*EXERCISE BRIEF*
Render the lines from the first one through the line containing "<point>46,328</point>" as a JSON list of strings, one string per line, leaving out any blank lines.

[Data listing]
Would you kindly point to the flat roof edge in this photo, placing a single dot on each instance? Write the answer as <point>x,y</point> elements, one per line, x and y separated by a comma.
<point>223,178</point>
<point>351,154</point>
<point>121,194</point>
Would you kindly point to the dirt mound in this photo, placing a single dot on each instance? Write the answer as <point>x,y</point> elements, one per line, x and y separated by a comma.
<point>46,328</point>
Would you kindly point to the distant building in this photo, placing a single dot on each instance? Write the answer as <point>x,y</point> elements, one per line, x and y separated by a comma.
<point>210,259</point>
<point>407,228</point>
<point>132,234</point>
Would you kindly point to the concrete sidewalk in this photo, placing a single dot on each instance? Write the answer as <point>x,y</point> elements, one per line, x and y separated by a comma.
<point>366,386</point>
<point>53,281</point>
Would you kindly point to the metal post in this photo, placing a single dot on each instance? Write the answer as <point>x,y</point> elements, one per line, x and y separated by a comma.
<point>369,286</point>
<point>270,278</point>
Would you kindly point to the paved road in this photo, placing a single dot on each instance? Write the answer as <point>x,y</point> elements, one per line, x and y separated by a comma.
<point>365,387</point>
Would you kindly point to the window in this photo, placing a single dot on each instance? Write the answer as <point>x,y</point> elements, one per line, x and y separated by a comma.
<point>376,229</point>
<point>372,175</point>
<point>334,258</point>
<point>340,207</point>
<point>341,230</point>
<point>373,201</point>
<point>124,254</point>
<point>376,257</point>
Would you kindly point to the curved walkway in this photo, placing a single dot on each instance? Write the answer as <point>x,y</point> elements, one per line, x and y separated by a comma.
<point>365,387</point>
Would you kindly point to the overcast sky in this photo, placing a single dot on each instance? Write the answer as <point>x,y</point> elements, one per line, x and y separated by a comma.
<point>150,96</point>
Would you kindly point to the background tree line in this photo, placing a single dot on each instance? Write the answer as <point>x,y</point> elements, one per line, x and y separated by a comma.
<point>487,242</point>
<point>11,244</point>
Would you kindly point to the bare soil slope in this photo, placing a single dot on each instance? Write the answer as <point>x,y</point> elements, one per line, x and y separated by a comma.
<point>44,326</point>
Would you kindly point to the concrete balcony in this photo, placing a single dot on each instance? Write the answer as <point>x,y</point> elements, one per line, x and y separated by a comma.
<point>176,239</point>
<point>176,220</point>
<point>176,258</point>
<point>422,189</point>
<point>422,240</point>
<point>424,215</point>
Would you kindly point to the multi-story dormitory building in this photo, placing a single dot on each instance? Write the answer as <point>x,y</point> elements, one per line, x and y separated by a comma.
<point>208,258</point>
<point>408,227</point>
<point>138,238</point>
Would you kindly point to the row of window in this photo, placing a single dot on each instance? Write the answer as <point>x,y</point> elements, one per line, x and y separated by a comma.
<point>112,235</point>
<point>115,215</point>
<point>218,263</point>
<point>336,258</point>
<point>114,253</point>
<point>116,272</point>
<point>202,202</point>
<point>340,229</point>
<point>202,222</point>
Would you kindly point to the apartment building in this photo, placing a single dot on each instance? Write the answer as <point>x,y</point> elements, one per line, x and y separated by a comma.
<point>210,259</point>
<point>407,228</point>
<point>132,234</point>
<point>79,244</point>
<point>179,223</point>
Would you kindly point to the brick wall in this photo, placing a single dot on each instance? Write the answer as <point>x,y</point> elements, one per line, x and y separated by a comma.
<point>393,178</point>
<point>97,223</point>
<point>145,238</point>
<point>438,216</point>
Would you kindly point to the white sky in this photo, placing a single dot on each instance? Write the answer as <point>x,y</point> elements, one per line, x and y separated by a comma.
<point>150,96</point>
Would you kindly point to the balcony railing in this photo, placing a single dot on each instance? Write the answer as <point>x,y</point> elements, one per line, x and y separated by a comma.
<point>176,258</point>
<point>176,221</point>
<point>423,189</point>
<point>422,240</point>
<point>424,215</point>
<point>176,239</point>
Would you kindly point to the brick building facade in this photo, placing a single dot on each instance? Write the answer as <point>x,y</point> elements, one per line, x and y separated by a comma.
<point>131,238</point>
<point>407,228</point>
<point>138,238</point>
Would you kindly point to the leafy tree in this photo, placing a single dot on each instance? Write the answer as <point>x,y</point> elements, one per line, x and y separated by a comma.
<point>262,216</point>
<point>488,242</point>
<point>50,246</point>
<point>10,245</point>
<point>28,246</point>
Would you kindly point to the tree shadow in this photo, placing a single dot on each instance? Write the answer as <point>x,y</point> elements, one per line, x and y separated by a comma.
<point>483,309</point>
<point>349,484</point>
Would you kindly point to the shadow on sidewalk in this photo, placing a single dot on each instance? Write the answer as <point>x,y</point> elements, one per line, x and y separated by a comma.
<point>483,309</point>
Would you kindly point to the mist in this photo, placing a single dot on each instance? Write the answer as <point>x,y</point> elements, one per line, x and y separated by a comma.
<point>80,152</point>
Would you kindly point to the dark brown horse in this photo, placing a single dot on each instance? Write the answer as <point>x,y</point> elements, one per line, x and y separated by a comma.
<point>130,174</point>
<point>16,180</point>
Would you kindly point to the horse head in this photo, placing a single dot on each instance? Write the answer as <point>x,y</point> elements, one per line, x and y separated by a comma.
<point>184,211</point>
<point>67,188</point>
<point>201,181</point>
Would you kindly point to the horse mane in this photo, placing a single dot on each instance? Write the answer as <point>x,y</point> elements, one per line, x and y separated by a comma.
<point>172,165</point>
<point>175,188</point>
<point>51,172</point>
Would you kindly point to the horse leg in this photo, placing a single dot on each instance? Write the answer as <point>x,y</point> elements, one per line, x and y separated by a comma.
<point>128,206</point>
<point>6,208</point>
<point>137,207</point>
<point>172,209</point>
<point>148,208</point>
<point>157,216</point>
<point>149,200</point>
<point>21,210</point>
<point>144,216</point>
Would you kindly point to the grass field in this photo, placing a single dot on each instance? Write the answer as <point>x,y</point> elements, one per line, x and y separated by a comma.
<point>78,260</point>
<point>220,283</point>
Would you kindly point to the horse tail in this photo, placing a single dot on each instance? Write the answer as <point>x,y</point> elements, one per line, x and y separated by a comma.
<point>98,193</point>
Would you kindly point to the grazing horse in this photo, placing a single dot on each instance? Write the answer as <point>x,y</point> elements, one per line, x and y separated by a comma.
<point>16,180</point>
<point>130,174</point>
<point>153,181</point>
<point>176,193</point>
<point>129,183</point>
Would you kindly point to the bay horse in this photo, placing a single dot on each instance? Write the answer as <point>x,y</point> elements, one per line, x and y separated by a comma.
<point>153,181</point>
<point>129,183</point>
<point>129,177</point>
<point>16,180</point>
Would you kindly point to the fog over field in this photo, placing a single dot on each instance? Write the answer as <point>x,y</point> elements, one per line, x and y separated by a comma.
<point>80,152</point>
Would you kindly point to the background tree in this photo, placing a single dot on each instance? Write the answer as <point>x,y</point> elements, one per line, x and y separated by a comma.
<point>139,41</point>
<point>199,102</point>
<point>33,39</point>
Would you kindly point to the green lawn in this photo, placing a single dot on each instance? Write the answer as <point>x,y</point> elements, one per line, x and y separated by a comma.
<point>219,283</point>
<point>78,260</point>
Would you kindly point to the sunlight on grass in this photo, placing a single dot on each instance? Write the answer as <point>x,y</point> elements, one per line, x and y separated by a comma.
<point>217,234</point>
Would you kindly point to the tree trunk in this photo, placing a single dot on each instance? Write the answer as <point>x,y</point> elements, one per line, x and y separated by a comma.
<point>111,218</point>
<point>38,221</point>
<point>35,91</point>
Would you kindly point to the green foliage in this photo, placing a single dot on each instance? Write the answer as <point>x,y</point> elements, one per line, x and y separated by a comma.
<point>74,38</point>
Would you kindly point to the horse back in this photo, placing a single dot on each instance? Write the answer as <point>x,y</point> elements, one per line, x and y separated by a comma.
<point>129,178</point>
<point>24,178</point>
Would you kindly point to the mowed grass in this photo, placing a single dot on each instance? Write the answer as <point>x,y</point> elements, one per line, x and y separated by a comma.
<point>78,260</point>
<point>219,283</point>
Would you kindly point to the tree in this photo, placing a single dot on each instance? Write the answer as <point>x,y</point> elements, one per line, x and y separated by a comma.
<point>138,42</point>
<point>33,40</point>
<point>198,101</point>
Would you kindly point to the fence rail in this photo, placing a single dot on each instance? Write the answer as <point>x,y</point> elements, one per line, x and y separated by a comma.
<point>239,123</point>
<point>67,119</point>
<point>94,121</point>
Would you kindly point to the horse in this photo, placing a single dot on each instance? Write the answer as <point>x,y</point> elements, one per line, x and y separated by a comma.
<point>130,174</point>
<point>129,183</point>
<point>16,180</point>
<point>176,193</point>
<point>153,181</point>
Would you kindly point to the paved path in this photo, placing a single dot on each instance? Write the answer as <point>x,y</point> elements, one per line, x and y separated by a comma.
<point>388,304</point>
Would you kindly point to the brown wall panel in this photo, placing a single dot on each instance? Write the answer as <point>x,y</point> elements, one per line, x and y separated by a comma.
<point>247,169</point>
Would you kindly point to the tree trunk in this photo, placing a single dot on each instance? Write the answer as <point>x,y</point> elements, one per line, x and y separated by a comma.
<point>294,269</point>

*SOLUTION*
[
  "Would you kindly point to the flat roof edge in this photo, placing a single dot on each instance? Write the answer as <point>x,y</point> elements, one per line, x and y separated by a comma.",
  "<point>223,178</point>",
  "<point>351,154</point>",
  "<point>121,194</point>",
  "Would you kindly point to the dirt mound in this photo, placing a single dot on each instance? Write the answer as <point>x,y</point> elements, one per line, x and y separated by a comma.",
  "<point>46,328</point>"
]